- **EXERCISE BRIEF**
Rewrite every item below as a JSON array of strings with one string per line. Omit blank lines and leave the pictures out of the output.

— Begin THE INPUT —

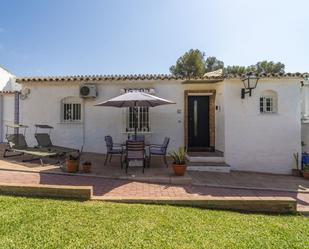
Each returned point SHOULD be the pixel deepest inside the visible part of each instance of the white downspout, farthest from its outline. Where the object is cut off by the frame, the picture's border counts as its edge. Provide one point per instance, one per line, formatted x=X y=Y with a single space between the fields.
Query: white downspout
x=1 y=118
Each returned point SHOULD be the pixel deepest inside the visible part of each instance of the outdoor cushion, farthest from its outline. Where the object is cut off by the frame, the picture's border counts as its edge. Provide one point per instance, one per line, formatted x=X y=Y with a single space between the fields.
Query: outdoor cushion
x=17 y=141
x=36 y=152
x=45 y=142
x=43 y=139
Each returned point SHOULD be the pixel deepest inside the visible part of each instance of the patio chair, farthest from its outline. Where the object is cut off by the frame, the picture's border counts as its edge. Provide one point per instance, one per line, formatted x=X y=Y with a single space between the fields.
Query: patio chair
x=113 y=149
x=44 y=141
x=17 y=144
x=135 y=151
x=159 y=150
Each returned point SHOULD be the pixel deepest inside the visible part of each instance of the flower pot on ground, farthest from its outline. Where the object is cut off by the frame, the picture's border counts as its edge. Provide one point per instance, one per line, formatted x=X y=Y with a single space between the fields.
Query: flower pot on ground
x=179 y=161
x=72 y=163
x=87 y=167
x=306 y=172
x=297 y=171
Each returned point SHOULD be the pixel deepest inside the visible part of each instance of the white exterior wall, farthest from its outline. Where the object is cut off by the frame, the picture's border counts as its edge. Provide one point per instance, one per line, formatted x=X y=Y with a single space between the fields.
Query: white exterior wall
x=43 y=105
x=250 y=141
x=8 y=111
x=305 y=115
x=262 y=142
x=7 y=104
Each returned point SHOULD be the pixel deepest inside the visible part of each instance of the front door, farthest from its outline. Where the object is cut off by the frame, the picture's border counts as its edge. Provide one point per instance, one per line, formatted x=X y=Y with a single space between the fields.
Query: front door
x=198 y=123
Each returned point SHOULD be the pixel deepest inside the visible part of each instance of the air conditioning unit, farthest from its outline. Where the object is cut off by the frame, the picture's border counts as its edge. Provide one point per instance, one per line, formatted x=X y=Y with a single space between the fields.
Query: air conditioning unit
x=88 y=91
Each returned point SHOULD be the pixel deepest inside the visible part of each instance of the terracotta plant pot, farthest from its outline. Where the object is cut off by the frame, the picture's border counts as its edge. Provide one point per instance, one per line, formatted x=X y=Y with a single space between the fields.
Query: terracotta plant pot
x=296 y=172
x=306 y=174
x=72 y=166
x=87 y=167
x=179 y=170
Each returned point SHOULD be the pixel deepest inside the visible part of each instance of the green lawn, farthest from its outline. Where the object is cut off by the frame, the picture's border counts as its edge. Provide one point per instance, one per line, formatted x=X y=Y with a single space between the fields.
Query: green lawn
x=43 y=223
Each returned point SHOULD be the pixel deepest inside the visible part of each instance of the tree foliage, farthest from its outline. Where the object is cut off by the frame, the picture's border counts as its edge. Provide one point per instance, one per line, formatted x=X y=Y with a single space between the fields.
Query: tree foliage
x=259 y=67
x=193 y=64
x=213 y=64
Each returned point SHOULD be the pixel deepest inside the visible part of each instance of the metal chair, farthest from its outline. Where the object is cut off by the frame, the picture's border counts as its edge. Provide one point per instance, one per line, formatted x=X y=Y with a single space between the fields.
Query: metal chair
x=159 y=150
x=113 y=149
x=135 y=151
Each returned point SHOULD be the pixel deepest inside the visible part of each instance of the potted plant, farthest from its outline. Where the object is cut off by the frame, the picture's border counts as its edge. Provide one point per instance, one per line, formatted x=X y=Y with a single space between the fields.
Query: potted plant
x=179 y=161
x=87 y=167
x=297 y=171
x=306 y=171
x=72 y=163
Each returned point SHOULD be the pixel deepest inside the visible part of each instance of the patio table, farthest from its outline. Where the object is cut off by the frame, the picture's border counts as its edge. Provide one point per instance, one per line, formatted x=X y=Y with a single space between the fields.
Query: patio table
x=147 y=151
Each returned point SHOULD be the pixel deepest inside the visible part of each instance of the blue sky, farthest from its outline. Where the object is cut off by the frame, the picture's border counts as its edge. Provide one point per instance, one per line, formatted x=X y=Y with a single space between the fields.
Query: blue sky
x=68 y=37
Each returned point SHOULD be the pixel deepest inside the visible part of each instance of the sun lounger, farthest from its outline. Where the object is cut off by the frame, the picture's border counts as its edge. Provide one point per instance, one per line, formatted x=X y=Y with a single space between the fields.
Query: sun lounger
x=44 y=141
x=17 y=144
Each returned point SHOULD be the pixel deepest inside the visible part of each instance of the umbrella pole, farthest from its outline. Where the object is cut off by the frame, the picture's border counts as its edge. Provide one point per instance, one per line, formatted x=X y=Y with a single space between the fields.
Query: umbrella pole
x=135 y=121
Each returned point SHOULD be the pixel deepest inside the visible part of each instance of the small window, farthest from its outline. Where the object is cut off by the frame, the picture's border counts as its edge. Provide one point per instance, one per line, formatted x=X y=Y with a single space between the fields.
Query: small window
x=141 y=121
x=268 y=102
x=71 y=110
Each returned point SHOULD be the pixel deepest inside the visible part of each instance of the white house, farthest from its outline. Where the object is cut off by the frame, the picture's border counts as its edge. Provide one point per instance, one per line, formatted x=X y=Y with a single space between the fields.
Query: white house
x=258 y=133
x=8 y=101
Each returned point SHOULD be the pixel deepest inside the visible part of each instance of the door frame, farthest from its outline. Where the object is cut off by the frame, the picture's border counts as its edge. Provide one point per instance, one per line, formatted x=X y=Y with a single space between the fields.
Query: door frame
x=212 y=113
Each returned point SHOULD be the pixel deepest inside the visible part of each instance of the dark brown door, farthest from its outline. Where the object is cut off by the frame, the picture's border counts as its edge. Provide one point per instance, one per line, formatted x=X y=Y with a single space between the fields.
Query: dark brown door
x=198 y=122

— End THE INPUT —

- **EXPECTED ANSWER**
[
  "Each returned point SHOULD be the pixel deepest inside the visible part of each instance of the white downspout, farthest from its outline. Where the object is cut off by the frame, the picture's border counts as its edge. Provide one point per instance, one per line, formatted x=X y=Y with a single space between the fields.",
  "Query: white downspout",
  "x=1 y=118",
  "Each returned point SHOULD be the pixel deepest inside the visible part of each instance of the outdoor cushion, farthest from its outline. Where the object is cut off by the frame, the picture's border counts as its edge. Provide one point per instance, one per line, formatted x=X y=Y with a single space between the fields.",
  "Query: outdoor cushion",
  "x=17 y=141",
  "x=36 y=152",
  "x=45 y=142",
  "x=43 y=139",
  "Each returned point SHOULD be the pixel deepest inside the visible part of each instance of the patio chair, farthest from its outline. Where the object is cut off by the frame, the picture's border counts as its edge. Provide one point per instance, one per line, formatted x=X y=Y with a single space between the fields.",
  "Query: patio chair",
  "x=113 y=149",
  "x=44 y=141",
  "x=17 y=144",
  "x=135 y=151",
  "x=159 y=150",
  "Each returned point SHOULD be the pixel deepest inside the visible part of each instance of the flower pot on ground, farthest from its outline. Where the object is cut off by the frame, the picture's border counts as its edge. Provide one point per instance, one per line, formatted x=X y=Y with a single space between the fields.",
  "Query: flower pot on ground",
  "x=179 y=161",
  "x=72 y=163",
  "x=87 y=167",
  "x=306 y=172",
  "x=297 y=171",
  "Each returned point SHOULD be the pixel deepest inside the visible part of each instance of the white exterior wall, farthest from its outline. Where the object is cut off by the frame, the picture's border counts as its edge. Provide one point per instance, one per line, formatted x=X y=Y with a single space between the fields.",
  "Query: white exterior wall",
  "x=43 y=105",
  "x=250 y=141",
  "x=8 y=111",
  "x=305 y=115",
  "x=262 y=142",
  "x=7 y=104",
  "Each returned point SHOULD be the pixel deepest inside the visible part of each instance of the front door, farthest from its outline. Where the object is cut off by the frame, the picture's border counts as its edge. Provide one point per instance, one per line, formatted x=X y=Y with a single space between the fields.",
  "Query: front door",
  "x=198 y=123",
  "Each returned point SHOULD be the pixel deepest inside the visible part of each instance of the air conditioning unit, farthest from its outline. Where the object is cut off by the frame, the picture's border counts as its edge. Provide one point per instance, one per line, formatted x=X y=Y with a single space between the fields.",
  "Query: air conditioning unit",
  "x=88 y=91",
  "Each returned point SHOULD be the pixel deepest inside the visible part of each instance of the terracotta plant pot, farthest from its outline. Where the object is cut off by the frame, the picture's border counts as its edge. Provide one point per instance, one per line, formatted x=X y=Y with a single space between the fields.",
  "Query: terracotta plant pot",
  "x=296 y=172",
  "x=306 y=174",
  "x=72 y=166",
  "x=87 y=167",
  "x=179 y=170",
  "Each returned point SHOULD be the pixel deepest inside the visible part of each instance of the green lawn, farthest from its outline. Where the object is cut off by the frame, the picture's border counts as its edge. Provide one point per instance, one per line, formatted x=X y=Y with a single space between the fields.",
  "Query: green lawn",
  "x=43 y=223",
  "Each returned point SHOULD be the pixel deepest inside the visible part of each instance of the tree foliage, farthest from its outline. Where the object is cut off by the frame, the picture's border counts as its edge. Provide one point per instance, one per line, formatted x=X y=Y with a single space between the fields.",
  "Query: tree foliage",
  "x=259 y=67",
  "x=193 y=64",
  "x=213 y=64",
  "Each returned point SHOULD be the pixel deepest inside the visible part of each instance of the metal chair, farthest from its outline. Where the object is cut off by the frame, the picture's border counts as its edge. Provide one point per instance, one per line, formatted x=X y=Y with a single space between the fields.",
  "Query: metal chair",
  "x=159 y=150",
  "x=113 y=149",
  "x=135 y=151",
  "Each returned point SHOULD be the pixel deepest inside the visible part of each instance of the potted plant, farthest from its outline. Where the object is cut off by the frame, the picture's border counts as its edge. Provide one point per instance, one per line, formatted x=X y=Y with a single space between the fields.",
  "Query: potted plant",
  "x=179 y=161",
  "x=87 y=167",
  "x=297 y=171",
  "x=306 y=171",
  "x=72 y=163",
  "Each returned point SHOULD be the pixel deepest inside the visible part of each instance of the patio table, farthest from its outline. Where the object is cut off by the frame, the picture's border counts as its edge. Provide one point per instance, one per line, formatted x=X y=Y with a single space between the fields.",
  "Query: patio table",
  "x=147 y=151",
  "Each returned point SHOULD be the pixel deepest inside the visible part of each instance of the blue sky, farthest from its outline. Where the object is cut off by the frame, the picture's border counts as its edge. Provide one point per instance, one per line, formatted x=X y=Y with a single space between the fields.",
  "Query: blue sky",
  "x=68 y=37",
  "Each returned point SHOULD be the pixel deepest inside the visible part of each instance of the sun lounger, farthest from its outline. Where the object is cut off by the frame, the picture's border counts as its edge. Provide one point per instance, one per line, formatted x=X y=Y with a single space between the fields.",
  "Query: sun lounger",
  "x=44 y=141",
  "x=17 y=144",
  "Each returned point SHOULD be the pixel deepest inside the visible part of each instance of the umbrella pole, farthest from its outline. Where the object is cut off by the frame, the picture's border counts as its edge. Provide one point per instance, one per line, formatted x=X y=Y with a single space between the fields.",
  "Query: umbrella pole",
  "x=135 y=121",
  "Each returned point SHOULD be the pixel deepest inside the visible part of each instance of the small window, farthest from its outline. Where the object is cut off by the frame, the picture's border counts as its edge. Provide one point per instance, one per line, formatted x=X y=Y with a single space between the fields.",
  "Query: small window",
  "x=141 y=121",
  "x=268 y=102",
  "x=71 y=110",
  "Each returned point SHOULD be the pixel deepest inside the visible part of each instance of the white house, farthest from its outline. Where the object is cut off by the frame, the picture's border counts as its edge. Provide one point per instance, one per line, formatted x=X y=Y with a single space between the fields.",
  "Query: white house",
  "x=258 y=133",
  "x=8 y=101",
  "Each returned point SHOULD be the pixel deepest inside the visible part of each instance of the door frame, farthest from its outline. Where the object is cut off by the frame, the picture's border counts as its edge. Provide one point per instance, one per line, formatted x=X y=Y with a single space between the fields.",
  "Query: door frame",
  "x=212 y=113",
  "Each returned point SHOULD be the pixel deepest inside the visible part of each instance of the dark brown door, farthest from its outline. Where the object is cut off by the frame, the picture's border counts as its edge. Provide one point per instance, one per line, formatted x=X y=Y with a single space between the fields.",
  "Query: dark brown door",
  "x=198 y=122"
]